_Exercise prompt:_ Your answer should repeat the listing in full, with no line missing or altered.

———

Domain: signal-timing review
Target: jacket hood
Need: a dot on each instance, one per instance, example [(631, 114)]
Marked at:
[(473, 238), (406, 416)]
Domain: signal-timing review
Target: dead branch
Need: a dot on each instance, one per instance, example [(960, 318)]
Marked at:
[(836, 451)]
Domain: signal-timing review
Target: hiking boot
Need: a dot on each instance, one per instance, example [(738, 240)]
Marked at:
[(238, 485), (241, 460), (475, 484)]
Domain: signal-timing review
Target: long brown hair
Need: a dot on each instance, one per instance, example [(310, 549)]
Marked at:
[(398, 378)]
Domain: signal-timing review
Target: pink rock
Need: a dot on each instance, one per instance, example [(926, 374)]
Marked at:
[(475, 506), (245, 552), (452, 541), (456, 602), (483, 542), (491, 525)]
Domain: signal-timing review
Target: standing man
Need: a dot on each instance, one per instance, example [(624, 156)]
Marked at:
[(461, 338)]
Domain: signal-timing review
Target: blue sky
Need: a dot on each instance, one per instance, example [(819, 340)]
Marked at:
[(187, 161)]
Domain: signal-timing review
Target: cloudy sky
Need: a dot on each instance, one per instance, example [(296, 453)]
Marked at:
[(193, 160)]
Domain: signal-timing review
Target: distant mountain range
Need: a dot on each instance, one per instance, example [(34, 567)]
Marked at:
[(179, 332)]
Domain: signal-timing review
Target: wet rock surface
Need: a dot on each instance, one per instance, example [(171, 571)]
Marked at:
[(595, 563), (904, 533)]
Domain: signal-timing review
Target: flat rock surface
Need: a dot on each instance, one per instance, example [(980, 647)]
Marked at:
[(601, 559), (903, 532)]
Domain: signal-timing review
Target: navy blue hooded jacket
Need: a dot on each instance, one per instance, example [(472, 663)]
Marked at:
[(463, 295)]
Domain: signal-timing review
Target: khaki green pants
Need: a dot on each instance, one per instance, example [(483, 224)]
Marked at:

———

_Task answer:_
Domain: signal-timing review
Target: jacket hood
Need: a dot on each instance, one per instance, example [(631, 114)]
Marked at:
[(473, 238), (406, 416)]
Domain: signal-timing review
Target: dead branch
Need: a dot on each instance, one per instance, example [(960, 318)]
Marked at:
[(836, 451)]
Domain: signal-timing review
Target: hiking boot
Need: a dot on each instance, one per instance, example [(738, 240)]
Marked at:
[(238, 485), (241, 460), (475, 484)]
Domain: signal-timing review
Target: long brown hair
Need: a dot on each instance, one per instance, example [(310, 549)]
Marked at:
[(398, 378)]
Domain: signal-timing review
Target: pink rock
Need: a dot on each instance, one per instance, example [(926, 374)]
Marked at:
[(475, 506), (245, 552), (452, 541), (456, 602), (483, 542), (491, 525)]
Domain: signal-timing review
Target: standing man
Need: a dot on each instance, one per instance, example [(624, 156)]
Marked at:
[(461, 338)]
Domain: signal-timing review
Target: blue sky
Need: a dot on each instance, one per instance, example [(819, 340)]
Marked at:
[(187, 161)]
Domain: signal-timing review
Target: cloudy sky
Need: a dot on each instance, one per instance, example [(296, 453)]
Marked at:
[(193, 160)]
Domain: signal-timing review
Target: distant mountain range
Need: a dot on each instance, one per instance, example [(34, 567)]
Marked at:
[(179, 332)]
Domain: signal-timing review
Target: wet rock surface
Need: a dot on each instance, one per instance, example [(171, 571)]
Marked at:
[(595, 563), (904, 533)]
Domain: signal-timing review
Target: flat rock surface
Need: a dot on each instance, one per instance, example [(980, 647)]
Marked at:
[(601, 559), (903, 532)]
Domain: signal-timing review
Target: navy blue hooded jacket
Need: a dot on each instance, one per instance, example [(472, 663)]
Marked at:
[(463, 295)]
Domain: signal-timing review
Target: khaki green pants
Need: a dot on each instance, one per instance, example [(483, 224)]
Marked at:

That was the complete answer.